(Detection examples)
::::
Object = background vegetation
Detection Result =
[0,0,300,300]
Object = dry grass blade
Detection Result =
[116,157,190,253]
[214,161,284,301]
::::
• DIRECTIONS FOR THIS TASK
The data above must be returned in full, exactly as written.

• RESPONSE TO THE TASK
Object = background vegetation
Detection Result =
[0,0,300,300]
Object = dry grass blade
Detection Result =
[116,157,190,253]
[214,161,284,301]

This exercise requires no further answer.